## Work task 1
List every person the AIDS conference article names as confirmed dead in the plane crash.
## Work task 2
Revise the AIDS conference article from "This article is" to "Malaysian Airlines flight.", substituting "attendees" for each "delegates".

(Beginning of Text section)

This article is more than 5 years old.

Veronica Thomas
CommonHealth Intern

The 20th International AIDS Conference began Sunday in Melbourne, Australia, as attendees mourned the loss of colleagues in last week's plane crash in Ukraine. Yesterday, the International AIDS Society released a statement confirming that at least six delegates traveling to the conference were onboard the Malaysian Airlines flight.

Dr. Dan Barouch, director of the Center for Virology and Vaccine Research at Beth Israel Deaconess Medical Center and a professor at Harvard Medical School who is attending the conference, said the attendees are reeling in disbelief.

"The mood is somber, people are in shock," he told WBUR's Kassandra Sundt. "And it's certainly not the type of discussions that people were planning to have here."

Despite the tragedy, he said there was no discussion of canceling the conference, which is scheduled to continue through Friday.

'A lot of people's lives are saved because of his work.'

"There are clearly statements of sorrow and condolences and moments of silence throughout the scientific sessions, throughout the conference dinners, and privately," he says. "But from the start everyone acknowledged that it would be the desire of all those who died tragically in this plane crash to have the work go on."

Among those confirmed dead are Lucie van Mens, Director of Support at The Female Health Company; Glenn Thomas, spokesperson for the World Health Organization; and Jacqueline van Tongeren, from the Amsterdam Institute for Global Health and Development. Also killed were Pim de Kuijer and Martine de Schutter, both representatives from the Dutch advocacy group Aids Fonds.

(End of Text section)
(Beginning of Extracted data)

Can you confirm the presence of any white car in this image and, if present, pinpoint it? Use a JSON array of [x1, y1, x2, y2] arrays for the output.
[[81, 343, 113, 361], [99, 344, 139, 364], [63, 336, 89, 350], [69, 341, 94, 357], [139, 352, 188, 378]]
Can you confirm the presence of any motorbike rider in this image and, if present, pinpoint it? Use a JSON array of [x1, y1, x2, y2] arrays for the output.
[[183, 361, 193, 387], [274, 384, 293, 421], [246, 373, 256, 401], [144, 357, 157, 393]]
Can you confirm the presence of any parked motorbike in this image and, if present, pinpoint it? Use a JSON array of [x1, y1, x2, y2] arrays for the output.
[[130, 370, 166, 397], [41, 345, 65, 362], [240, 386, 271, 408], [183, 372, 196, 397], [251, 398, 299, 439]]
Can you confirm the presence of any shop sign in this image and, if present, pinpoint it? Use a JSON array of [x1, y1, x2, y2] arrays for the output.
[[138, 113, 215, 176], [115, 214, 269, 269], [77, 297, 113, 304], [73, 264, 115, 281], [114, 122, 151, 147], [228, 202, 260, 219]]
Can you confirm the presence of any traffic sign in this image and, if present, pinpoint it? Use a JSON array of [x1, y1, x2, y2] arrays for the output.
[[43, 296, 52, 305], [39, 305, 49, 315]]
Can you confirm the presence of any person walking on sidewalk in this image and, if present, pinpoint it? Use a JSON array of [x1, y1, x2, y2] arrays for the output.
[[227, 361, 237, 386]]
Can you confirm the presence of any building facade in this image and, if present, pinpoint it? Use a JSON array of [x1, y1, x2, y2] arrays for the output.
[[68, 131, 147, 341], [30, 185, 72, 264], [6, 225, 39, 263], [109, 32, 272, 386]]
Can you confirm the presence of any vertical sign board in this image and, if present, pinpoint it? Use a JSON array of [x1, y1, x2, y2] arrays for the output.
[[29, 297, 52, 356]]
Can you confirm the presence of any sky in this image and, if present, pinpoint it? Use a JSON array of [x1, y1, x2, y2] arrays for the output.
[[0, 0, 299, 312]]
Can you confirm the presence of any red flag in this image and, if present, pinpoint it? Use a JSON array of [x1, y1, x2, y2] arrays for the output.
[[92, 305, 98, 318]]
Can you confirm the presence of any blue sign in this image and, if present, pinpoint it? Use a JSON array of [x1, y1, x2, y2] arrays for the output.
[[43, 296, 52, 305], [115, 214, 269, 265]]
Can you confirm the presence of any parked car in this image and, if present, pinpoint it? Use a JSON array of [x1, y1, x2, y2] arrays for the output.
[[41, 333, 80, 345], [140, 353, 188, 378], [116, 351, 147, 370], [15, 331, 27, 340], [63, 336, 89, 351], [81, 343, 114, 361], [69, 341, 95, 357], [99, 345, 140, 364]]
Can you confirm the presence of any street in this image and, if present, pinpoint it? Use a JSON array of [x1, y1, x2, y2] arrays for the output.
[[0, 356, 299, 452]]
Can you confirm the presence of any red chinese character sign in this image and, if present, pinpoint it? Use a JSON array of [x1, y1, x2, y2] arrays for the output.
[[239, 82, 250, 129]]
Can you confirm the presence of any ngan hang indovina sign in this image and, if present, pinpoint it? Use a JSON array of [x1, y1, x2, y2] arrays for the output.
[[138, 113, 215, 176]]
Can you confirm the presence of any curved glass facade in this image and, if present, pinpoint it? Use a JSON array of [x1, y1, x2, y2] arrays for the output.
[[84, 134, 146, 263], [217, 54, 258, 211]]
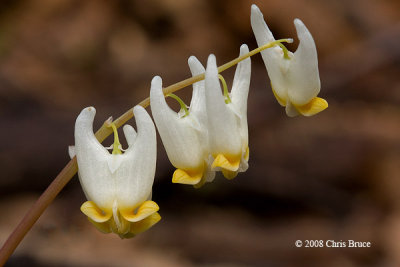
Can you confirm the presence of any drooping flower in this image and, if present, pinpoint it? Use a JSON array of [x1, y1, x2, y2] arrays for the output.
[[251, 5, 328, 117], [150, 45, 251, 187], [150, 56, 215, 187], [70, 106, 161, 238], [205, 45, 251, 179]]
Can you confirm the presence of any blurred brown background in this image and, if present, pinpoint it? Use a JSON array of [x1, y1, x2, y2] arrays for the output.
[[0, 0, 400, 266]]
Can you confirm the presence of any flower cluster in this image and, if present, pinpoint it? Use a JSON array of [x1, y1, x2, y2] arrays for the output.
[[150, 45, 250, 187], [70, 5, 328, 238]]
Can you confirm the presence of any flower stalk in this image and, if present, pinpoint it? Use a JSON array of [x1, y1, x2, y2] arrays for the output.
[[0, 38, 293, 266]]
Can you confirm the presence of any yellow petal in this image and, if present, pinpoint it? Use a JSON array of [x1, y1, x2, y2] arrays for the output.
[[293, 97, 328, 116], [130, 212, 161, 235], [81, 201, 112, 223], [271, 84, 286, 107], [211, 154, 241, 171], [244, 147, 250, 161], [120, 200, 160, 222], [172, 168, 203, 185], [222, 169, 238, 180]]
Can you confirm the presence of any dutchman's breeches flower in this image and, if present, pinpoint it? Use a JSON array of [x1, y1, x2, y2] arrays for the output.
[[70, 106, 161, 238], [205, 45, 251, 179], [150, 57, 215, 187], [251, 5, 328, 117]]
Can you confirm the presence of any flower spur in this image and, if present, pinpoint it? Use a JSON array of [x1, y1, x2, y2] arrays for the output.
[[251, 5, 328, 117], [70, 106, 161, 238]]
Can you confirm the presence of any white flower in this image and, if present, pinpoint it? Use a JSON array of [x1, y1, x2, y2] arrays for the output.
[[70, 106, 161, 238], [205, 45, 251, 179], [251, 5, 328, 117], [150, 57, 215, 186], [150, 45, 251, 187]]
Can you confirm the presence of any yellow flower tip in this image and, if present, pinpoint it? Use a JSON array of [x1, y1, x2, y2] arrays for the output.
[[211, 154, 241, 172], [130, 212, 161, 236], [81, 201, 112, 223], [294, 97, 328, 117], [120, 200, 160, 223], [244, 147, 250, 161], [222, 169, 238, 180], [271, 84, 286, 107], [172, 169, 203, 185]]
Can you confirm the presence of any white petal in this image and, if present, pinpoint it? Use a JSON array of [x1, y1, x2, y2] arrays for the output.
[[122, 124, 137, 147], [113, 106, 157, 209], [75, 107, 115, 211], [288, 19, 321, 105], [285, 101, 300, 117], [188, 56, 208, 146], [251, 5, 288, 102], [250, 4, 275, 46], [150, 76, 205, 169], [205, 55, 241, 158], [68, 146, 76, 159], [231, 45, 251, 150], [188, 56, 206, 117]]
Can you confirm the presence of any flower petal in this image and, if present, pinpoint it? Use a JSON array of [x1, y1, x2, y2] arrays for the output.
[[172, 168, 204, 185], [81, 201, 112, 223], [120, 200, 160, 222], [130, 212, 161, 235], [75, 107, 115, 210], [205, 55, 242, 156], [122, 124, 137, 149], [250, 5, 288, 102], [288, 19, 321, 106], [231, 44, 251, 149], [150, 76, 205, 169], [113, 106, 157, 213], [188, 56, 206, 117]]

(End of Extracted data)

## Problem solution 1
Lucie van Mens, Glenn Thomas, Jacqueline van Tongeren, Pim de Kuijer, Martine de Schutter

## Problem solution 2
This article is more than 5 years old.

Veronica Thomas
CommonHealth Intern

The 20th International AIDS Conference began Sunday in Melbourne, Australia, as attendees mourned the loss of colleagues in last week's plane crash in Ukraine. Yesterday, the International AIDS Society released a statement confirming that at least six attendees traveling to the conference were onboard the Malaysian Airlines flight.